▶ [CONSIGNES]: Poursuivez le texte consacré à Lainé et au droit international privé en reprenant après sa dernière phrase.

Le tableau historique du droit international privé
Lainé est assimilé à ce livre, consacré à l’histoire, et intitulé : Introduction au droit international privé contenant une étude historique et critique de la théorie des statuts et des rapports de cette théorie avec le Code civil (2 vol., 1888-1892). L’œuvre repose sur un présupposé : il n’y a pas de solution de continuité entre le droit du XIXe et l’Ancien droit. Elle répond à un besoin : retracer les cheminements complexes de la discipline au travers des textes, des arrêts et de la doctrine. La conception de l’ouvrage est bien dans la manière de son auteur. C’est une fresque. Il s’attache à réunir des données, à collecter des matériaux et à les présenter dans un ordre chronologique. Pour en faciliter l’intelligence, il les a certes agencés, ordonnés, rapprochés et il a souligné les filiations. Mais il se garde d’imprimer une vision de l’histoire. Il ne faut pas se méprendre toutefois. Lainé est parfaitement apte à défendre un point de vue avec force. Livre d’histoire que cette introduction ? En réalité, livre d’histoire parce qu’inabouti. Si en l’état où il a été laissé, et en dehors de propos introductifs, l’essentiel des développements concerne l’histoire, l’ouvrage devait comporter trois autres livres, consacrés au droit positif de son temps. L’auteur n’a pu mener à bien ce projet. C’est au travers de ses articles, qu’hors recherches historiques, on peut néanmoins connaître sa pensée.
L’ébauche d’une doctrine
Les qualifications dont on use volontiers pour classer les auteurs sont souvent trop réductrices pour être exactes, trop abstraites pour être fidèles. La pensée de Lainé peine à s’y plier. Universaliste ou particulariste? A ses yeux, chaque Etat dispose du pouvoir d’édicter les règles de droit international privé qu’il estime appropriées. Mais il milite pour un rapprochement des solutions par voie de conventions internationales. Personnaliste ou territorialiste ? Lucide, conscient de la multiplicité des situations concrètes et de la variété des règles qu’elles appellent, Lainé répugne à rattacher la discipline à un seul concept, tel celui de la nationalité, qui en constituerait la clé. Malgré tout, dans le cadre des conventions à venir, il a proposé, s’affranchissant de la tradition, de soumettre la dévolution successorale à une loi unique, la loi de la nationalité. Bilatéraliste ? Sans doute dès lors qu’il raisonne sur la règle bilatérale de conflit dont use la jurisprudence et qu’a promu Savigny, même si pour lui la théorie des statuts, fortement imprégnée d’unilatéralisme, est aux sources de la matière. Au-delà, il souligne l’intérêt du droit comparé. Pour lui, le droit international privé est un droit prétorien, élaboré par le juge, voire un droit coutumier, plus qu’un droit savant aux mains de la doctrine. En tout cas, il suit avec attention la jurisprudence. Et s’il a présidé à la naissance de la Revue de droit international privé, aux côtés de Darras, qui lui confie la préface du premier numéro, c’est qu’il a pris conscience de son rôle.

▶ [DONNÉES FOURNIES]:
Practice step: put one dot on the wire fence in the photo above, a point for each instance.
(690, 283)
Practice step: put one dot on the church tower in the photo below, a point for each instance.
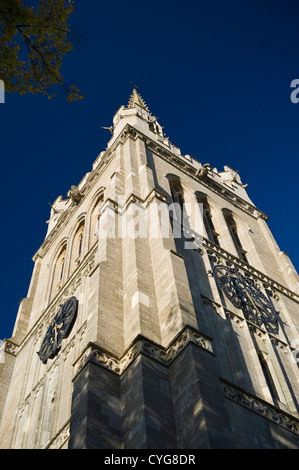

▶ [RÉPONSE À L'EXERCICE]:
La préscience de certaines solutions
S’expliquant sur le statut des personnes morales étrangères, il estime qu’elles peuvent se déployer sur le territoire français conformément aux droits que leur confèrent les règles de leur siège. Il défend l’idée que le juge doit connaître des litiges entre étrangers – compétence consacrée en 1948 (Patiňo) – et considère que la sentence arbitrale, acte juridictionnel, doit être traitée comme une décision de l’autorité étatique – solution définitivement acquise en 1981. Réexaminant la règle locus regit actum, il soutient que la référence à la loi du lieu de confection de l’acte est facultative et que l’acte est valable si sa forme répond aux exigences de la loi nationale de son auteur ou encore de la loi régissant le fond de l’acte. La solution sera consacrée en 1909 (Viditz) pour être généralisée en 1963 (The kid). De même, s’il met en avant la loi nationale, quand la loi de la dernière résidence s’est finalement imposée, il prône de lege ferenda le rattachement de la succession d’une loi unique, en rupture avec la tradition. Et c’est le droit positif depuis 2015. En revanche, il s’élève avec la plus grande énergie contre la jurisprudence admettant le renvoi. Et l’avenir lui donnera tort.
La postérité
Les travaux de Lainé, dans le domaine de l’histoire, ont été éclipsés par ceux de Neumeyer (1916), Gutzwiller (1929), Meijers (1914, 1922 et 1934). Entre autres, se reportant aux recueils d’arrêts, Meijers a montré le rôle essentiel de la jurisprudence quand Lainé ne la connaissait que de seconde main. Le travail de Lainé reste néanmoins utile. Il l’est à raison de la richesse des informations qu’il contient. Il l’est également à raison des traductions qu’il livre au public. Si on quitte le domaine de l’histoire, un constat s’impose. Un monde sépare les auteurs de la fin du XIXe siècle tel Lainé, des auteurs du milieu du XXe siècle. Ils ont peu de choses en commun, notamment, avec l’œuvre magistrale de Batiffol, qui a su donner à la matière de la hauteur, de l’ampleur et de la profondeur et porter la discipline, articulée autour de la règle bilatérale de conflit, à un point de perfection. Mais pour que l’œuvre d’un Batiffol puisse éclore, il fallait sans doute la puissance d’un Bartin, la finesse d’un Lerebours-Pigeonnière, l’ouverture d’un Maury. Or ces auteurs se sont eux-mêmes appuyés sur ceux qui les ont précédés, et notamment sur Lainé. La règle bilatérale de conflit, d’origine coutumière, qu’a pratiquée le XXe siècle, ne fait-elle pas écho, si même cet écho est lointain et assourdi, aux travaux de Lainé ?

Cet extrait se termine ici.